_DIRECTIONS_
Every record here must be set down once more, precisely as it reads.
Start of Block
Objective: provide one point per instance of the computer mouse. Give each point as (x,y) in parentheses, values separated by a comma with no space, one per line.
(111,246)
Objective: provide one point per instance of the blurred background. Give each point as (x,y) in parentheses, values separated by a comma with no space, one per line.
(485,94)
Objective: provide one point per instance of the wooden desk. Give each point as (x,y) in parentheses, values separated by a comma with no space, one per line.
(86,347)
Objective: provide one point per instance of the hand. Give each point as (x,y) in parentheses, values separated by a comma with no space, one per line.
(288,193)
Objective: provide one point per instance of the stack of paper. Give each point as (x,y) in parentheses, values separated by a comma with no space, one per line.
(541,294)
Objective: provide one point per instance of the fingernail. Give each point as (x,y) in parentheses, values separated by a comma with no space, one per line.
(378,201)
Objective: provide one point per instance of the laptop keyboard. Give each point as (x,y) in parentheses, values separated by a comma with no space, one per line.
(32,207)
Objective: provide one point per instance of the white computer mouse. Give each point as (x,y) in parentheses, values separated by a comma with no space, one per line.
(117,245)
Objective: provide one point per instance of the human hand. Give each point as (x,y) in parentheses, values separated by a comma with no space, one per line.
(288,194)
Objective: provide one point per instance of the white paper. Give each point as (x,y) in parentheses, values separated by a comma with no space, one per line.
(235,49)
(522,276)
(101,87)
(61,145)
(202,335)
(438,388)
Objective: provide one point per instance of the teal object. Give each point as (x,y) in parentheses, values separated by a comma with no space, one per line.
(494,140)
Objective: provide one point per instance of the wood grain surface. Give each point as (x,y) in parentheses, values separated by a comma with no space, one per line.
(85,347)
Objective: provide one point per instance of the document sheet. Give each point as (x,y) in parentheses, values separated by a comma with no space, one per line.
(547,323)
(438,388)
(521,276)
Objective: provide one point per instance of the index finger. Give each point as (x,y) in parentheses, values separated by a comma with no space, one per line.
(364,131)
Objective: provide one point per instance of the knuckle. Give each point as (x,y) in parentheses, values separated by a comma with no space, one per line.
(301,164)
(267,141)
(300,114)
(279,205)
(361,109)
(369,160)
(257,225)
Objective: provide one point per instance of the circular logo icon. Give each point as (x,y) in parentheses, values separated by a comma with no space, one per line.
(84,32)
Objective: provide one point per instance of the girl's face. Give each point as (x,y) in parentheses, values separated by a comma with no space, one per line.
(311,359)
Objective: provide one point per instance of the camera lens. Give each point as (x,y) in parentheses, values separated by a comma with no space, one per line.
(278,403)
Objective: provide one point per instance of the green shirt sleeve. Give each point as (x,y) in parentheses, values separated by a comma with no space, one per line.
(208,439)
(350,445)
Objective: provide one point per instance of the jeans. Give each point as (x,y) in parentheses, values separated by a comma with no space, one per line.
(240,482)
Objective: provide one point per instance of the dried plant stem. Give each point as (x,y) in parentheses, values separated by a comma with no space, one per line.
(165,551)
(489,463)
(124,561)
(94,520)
End of Block
_THE COMPLETED TASK_
Objective: provide one point per instance of the computer mouse. Give each point as (x,y) in parentheses, values separated by a comma with no space, one per line.
(111,246)
Objective: provide one point per instance of the blurred background. Give each point as (x,y) in parentheses, values separated by a comma with no space, one per line.
(485,94)
Objective: provide one point per instance of the wooden desk. Give each point as (x,y) in parentheses, values separated by a comma with no space, one per line.
(86,347)
Objective: provide one point per instance of the hand. Give each point as (x,y) in parentheses, values separated by a comma with no space, one per line.
(288,193)
Objective: provide one point per instance of the stack of paper. Give each point as (x,y) in parentheses, values separated by a comma with no space, one per line.
(541,294)
Objective: provide one point per instance of the fingernail. Give each point as (x,y) in parentheses, values separated by a comma with no space, one per line.
(378,201)
Objective: provide one point per instance of the laptop keyboard. Give each point as (x,y) in parentheses, values separated by a comma with no space, one per line.
(32,207)
Objective: provide one point per instance of the white computer mouse. Give each point as (x,y) in parentheses, values separated by a comma with no space, one per line.
(117,245)
Objective: provide one point per instance of the human hand. Give each point as (x,y) in parentheses, values separated by a comma with no space, one per line.
(288,194)
Objective: provide one point per instance of the white paper. Give each point as (x,y) in parentheses, values separated by a comma with no space, one per line.
(235,49)
(522,276)
(101,87)
(61,145)
(202,335)
(438,388)
Objective: provide one point per instance of the teal object. Give each point as (x,y) in parentheses, values separated by a comma with no space, one per line.
(494,140)
Objective: provide one point per instance of the wood grain surface. Give each point as (x,y) in parentheses, values separated by a comma with no space, one per line.
(85,347)
Objective: provide one point per instance of the document sheet. Give each point as (x,y) in parentheses, values separated by a comma with no space, one per line.
(547,323)
(438,388)
(521,276)
Objective: provide one point per instance of the index finger. Give each point as (x,y) in parentheses, values separated by a comma with no space, one per line.
(364,131)
Objective: provide one point per instance of the knuckle. Give each point as (x,y) in parentheses, values separated by a comma with no space, one per line.
(301,164)
(267,141)
(300,114)
(279,205)
(361,109)
(369,160)
(257,225)
Objective: provide one point per instance of the circular logo icon. Give each point as (x,y) in parentheses, values separated by a comma with no space, one per line.
(84,32)
Objective: provide one point per instance of the girl's face. Give each point as (x,y) in parentheses, values separated by a comma with no space, one per line.
(311,359)
Objective: provide one point per instance of the camera lens. Give each point as (x,y) in parentheses, values separated by a comma with no space, one per line.
(278,403)
Objective: provide one point per instance of the green shirt sleeve. Give each point as (x,y) in parentheses, values separated by a comma with no space, one per line.
(208,439)
(350,445)
Objective: provide one point per instance of the jeans. Give each point as (x,y) in parentheses, values separated by a comma with no space, one per line.
(240,482)
Objective: provide one point per instance of the dried plant stem. Give each point as (x,y) in parentheses, values separated by a comma with no space, one per line.
(165,551)
(489,463)
(124,561)
(94,520)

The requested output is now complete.